学校で「いい先生」が正規教員になれない理不尽

学校で「いい先生」が正規教員になれない理不尽
現場の評価と一致しない採用試験の評価
佐藤明彦 : 教育ジャーナリスト
2022/06/29 東洋経済オンライン

公立学校では非正規雇用の教員が増え続けている。
その数は全国の公立学校で5〜6人に1人に上る。
教師という職業に、いったい何が起きているのか。
特集「『非正規化』する教師」の第4回は、実力のある非正規教員が正規教員になれない背景に迫る。

「なぜ、あの人が正規教員でないのか」 人づてに耳にした言葉に、中部地方で高校の理科教員をする武田晴久さん(仮名)は複雑な思いをした。
武田さんは、今年で非正規教員13年目を迎える。
武田さんが周囲から「正規教員」でないことに驚かれるのは、高校の教師として特筆すべき能力と実績があるからだ。
一つは、大学・大学院時代を通じて深めてきた生物・地学領域での専門性だ。
大学院を卒業後も博物館でボランティアをするなど、この領域への探究心は強く、自ら学んで得た深い知見は日々の授業にも生かされている。

もう一つは、部活動顧問として全国優勝を成し遂げたことだ。
理科教員ならではの知識とスキルを生かし、ある競技でチームを頂点に導いた。
「一般企業ならとうに採用している」 そんな武田さんに対して、部活動で付き合いのある会社経営者は冒頭のように、「なぜ、あの人が正規教員でないのか。一般企業ならとうに採用している」と話したという。

「他の先生から聞いた話ですが、うれしかった反面、自分の実績と立場の釣り合いが取れていないことに複雑な思いもしました」(武田さん)
大学院を卒業後に教員採用試験を受けたが、当時は倍率が10倍をはるかに超えていたこともあって合格することができなかった。
その後も毎年、採用試験は受けているが、あと一歩のところで合格ラインには届いていない。
その結果、現在に至るまで臨時的任用教員(常勤講師)として教壇に立ち続けている。
教員として10年以上のキャリアのある武田さんは、周囲から一人前と認められ、「仕事ができる人」と言われることもある。 民間企業の場合、非正規社員として実績を残せば、それが職場の評価となって正規社員に登用されることがある。
加えて、有期労働契約が通算5年を超えた場合、本人が希望すれば期間の定めのない労働契約に切り替えられる、いわゆる「無期転換ルール」がある。
そもそも、昨今は中小企業を中心に人手不足が著しく、人材の確保という側面から、非正規社員の正規化を図る企業も少なくない。
そうしたことから、民間企業の非正規率は2019年の38.3%をピークに2年連続で減少するなど、状況はわずかながら改善に向かっている(総務省「労働力調査」)。

しかし、公立学校には民間企業のような「無期転換ルール」がなく、長い人は10年以上にわたって非正規雇用のまま働き続けている。
▬▬▬▬▬▬▬▬▬▬
▸ **やること**:
a) 記事によると、武田さんは今年で非正規教員として何年目を迎えるか。
b) 記事の文を、「大学院を卒業後も博物館でボラ」を含む箇所から書き始め、「用している」と話したという。」の後で止めて、一字も変えずに写すこと。

▸ **保存データ**:
▬▬▬▬▬▬▬▬▬▬
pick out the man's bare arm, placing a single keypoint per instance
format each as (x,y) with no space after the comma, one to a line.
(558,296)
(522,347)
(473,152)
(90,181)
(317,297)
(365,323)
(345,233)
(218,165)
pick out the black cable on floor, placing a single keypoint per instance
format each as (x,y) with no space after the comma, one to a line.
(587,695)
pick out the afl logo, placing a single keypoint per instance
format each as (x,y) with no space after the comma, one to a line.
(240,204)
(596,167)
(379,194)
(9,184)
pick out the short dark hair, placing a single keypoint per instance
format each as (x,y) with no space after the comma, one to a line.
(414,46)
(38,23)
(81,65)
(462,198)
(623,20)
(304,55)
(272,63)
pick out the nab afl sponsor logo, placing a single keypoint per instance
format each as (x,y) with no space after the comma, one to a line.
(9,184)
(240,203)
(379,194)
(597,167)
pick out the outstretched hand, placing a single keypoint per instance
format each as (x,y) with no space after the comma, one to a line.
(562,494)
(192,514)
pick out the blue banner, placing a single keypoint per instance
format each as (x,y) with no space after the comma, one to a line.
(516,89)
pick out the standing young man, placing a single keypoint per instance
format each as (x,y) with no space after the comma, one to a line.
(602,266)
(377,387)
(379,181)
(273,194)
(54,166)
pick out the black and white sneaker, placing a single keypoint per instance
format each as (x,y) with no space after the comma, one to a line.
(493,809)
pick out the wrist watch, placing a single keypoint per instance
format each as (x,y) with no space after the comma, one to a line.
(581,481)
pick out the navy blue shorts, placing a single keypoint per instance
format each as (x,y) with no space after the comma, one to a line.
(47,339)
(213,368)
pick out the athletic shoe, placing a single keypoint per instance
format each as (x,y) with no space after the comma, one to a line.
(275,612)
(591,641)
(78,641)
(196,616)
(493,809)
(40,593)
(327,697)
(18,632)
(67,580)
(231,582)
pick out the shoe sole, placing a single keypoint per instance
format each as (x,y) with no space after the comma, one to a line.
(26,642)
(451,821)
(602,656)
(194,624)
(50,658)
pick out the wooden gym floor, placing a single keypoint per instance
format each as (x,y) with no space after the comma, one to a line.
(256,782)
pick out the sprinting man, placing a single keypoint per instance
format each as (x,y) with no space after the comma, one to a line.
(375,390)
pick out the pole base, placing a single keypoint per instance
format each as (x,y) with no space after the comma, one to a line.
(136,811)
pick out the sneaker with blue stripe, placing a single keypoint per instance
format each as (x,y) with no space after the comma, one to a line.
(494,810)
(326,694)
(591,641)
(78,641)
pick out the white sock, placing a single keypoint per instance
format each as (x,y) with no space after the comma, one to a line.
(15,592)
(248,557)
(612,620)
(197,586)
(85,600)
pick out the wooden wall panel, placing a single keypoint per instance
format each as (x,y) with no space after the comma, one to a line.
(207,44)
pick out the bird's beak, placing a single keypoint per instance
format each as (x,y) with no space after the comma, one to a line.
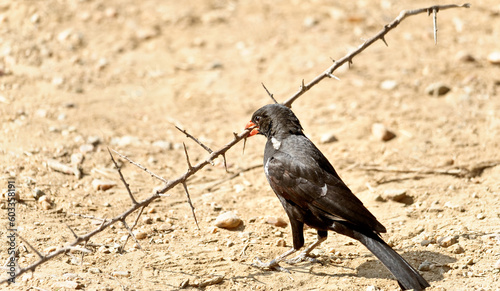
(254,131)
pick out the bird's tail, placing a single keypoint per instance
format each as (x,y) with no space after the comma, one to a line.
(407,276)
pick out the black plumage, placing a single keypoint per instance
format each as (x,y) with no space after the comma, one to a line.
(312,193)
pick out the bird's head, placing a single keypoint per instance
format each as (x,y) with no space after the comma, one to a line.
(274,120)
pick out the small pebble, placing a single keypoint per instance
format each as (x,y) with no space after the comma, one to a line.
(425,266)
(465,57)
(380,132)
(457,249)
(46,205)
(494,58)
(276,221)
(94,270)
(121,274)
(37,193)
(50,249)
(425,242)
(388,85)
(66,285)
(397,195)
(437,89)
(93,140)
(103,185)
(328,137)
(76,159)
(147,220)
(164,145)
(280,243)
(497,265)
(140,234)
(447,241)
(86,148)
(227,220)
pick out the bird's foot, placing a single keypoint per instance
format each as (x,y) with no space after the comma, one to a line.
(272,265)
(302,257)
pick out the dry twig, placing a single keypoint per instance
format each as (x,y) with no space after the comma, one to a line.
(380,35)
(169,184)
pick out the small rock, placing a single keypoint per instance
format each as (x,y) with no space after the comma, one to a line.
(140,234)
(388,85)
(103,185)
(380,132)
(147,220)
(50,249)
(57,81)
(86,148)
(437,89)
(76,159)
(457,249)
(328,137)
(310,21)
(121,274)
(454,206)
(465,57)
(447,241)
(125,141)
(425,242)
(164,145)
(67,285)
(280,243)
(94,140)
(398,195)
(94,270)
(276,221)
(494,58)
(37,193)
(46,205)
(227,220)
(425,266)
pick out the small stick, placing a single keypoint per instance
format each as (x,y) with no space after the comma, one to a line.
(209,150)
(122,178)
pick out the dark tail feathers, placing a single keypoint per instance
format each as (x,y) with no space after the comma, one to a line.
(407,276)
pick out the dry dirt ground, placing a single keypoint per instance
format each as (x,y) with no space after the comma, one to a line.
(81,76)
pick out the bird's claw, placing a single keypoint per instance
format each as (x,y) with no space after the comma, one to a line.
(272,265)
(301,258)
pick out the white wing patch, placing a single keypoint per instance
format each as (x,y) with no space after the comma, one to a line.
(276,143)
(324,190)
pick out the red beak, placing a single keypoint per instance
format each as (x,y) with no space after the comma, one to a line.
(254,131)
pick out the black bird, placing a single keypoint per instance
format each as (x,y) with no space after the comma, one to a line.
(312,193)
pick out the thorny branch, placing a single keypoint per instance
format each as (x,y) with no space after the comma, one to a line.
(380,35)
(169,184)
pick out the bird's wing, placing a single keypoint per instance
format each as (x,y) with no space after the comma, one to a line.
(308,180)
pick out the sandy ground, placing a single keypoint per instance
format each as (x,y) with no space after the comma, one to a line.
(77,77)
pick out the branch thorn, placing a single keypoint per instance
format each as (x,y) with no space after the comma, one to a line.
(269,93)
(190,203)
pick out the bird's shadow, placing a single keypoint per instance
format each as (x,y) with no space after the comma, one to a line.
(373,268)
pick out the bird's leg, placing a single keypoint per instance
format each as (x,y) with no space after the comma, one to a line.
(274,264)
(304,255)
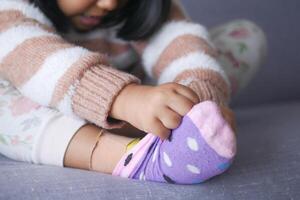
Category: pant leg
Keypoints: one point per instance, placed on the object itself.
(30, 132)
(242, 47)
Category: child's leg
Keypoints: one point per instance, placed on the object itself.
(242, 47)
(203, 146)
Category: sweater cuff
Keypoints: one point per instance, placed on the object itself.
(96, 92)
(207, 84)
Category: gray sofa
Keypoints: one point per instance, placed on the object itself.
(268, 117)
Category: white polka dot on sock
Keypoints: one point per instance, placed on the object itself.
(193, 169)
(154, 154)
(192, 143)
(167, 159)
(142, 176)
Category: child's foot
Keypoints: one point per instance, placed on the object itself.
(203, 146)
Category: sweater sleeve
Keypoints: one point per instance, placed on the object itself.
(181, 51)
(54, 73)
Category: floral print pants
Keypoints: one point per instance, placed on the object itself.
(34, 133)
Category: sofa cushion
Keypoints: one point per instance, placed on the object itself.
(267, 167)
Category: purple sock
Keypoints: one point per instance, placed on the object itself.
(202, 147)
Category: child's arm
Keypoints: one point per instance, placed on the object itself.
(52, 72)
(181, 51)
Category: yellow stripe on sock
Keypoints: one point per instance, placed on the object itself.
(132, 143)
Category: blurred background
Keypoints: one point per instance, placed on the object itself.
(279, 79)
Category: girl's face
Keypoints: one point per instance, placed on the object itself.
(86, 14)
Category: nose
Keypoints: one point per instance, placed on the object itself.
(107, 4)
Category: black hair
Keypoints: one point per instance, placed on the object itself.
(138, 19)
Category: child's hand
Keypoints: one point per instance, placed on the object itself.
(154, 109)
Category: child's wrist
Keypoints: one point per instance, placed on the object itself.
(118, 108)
▬▬▬▬▬▬▬▬▬▬
▸ **解答一覧**:
a) 13年目。

b)
大学院を卒業後も博物館でボランティアをするなど、この領域への探究心は強く、自ら学んで得た深い知見は日々の授業にも生かされている。

もう一つは、部活動顧問として全国優勝を成し遂げたことだ。
理科教員ならではの知識とスキルを生かし、ある競技でチームを頂点に導いた。
「一般企業ならとうに採用している」 そんな武田さんに対して、部活動で付き合いのある会社経営者は冒頭のように、「なぜ、あの人が正規教員でないのか。一般企業ならとうに採用している」と話したという。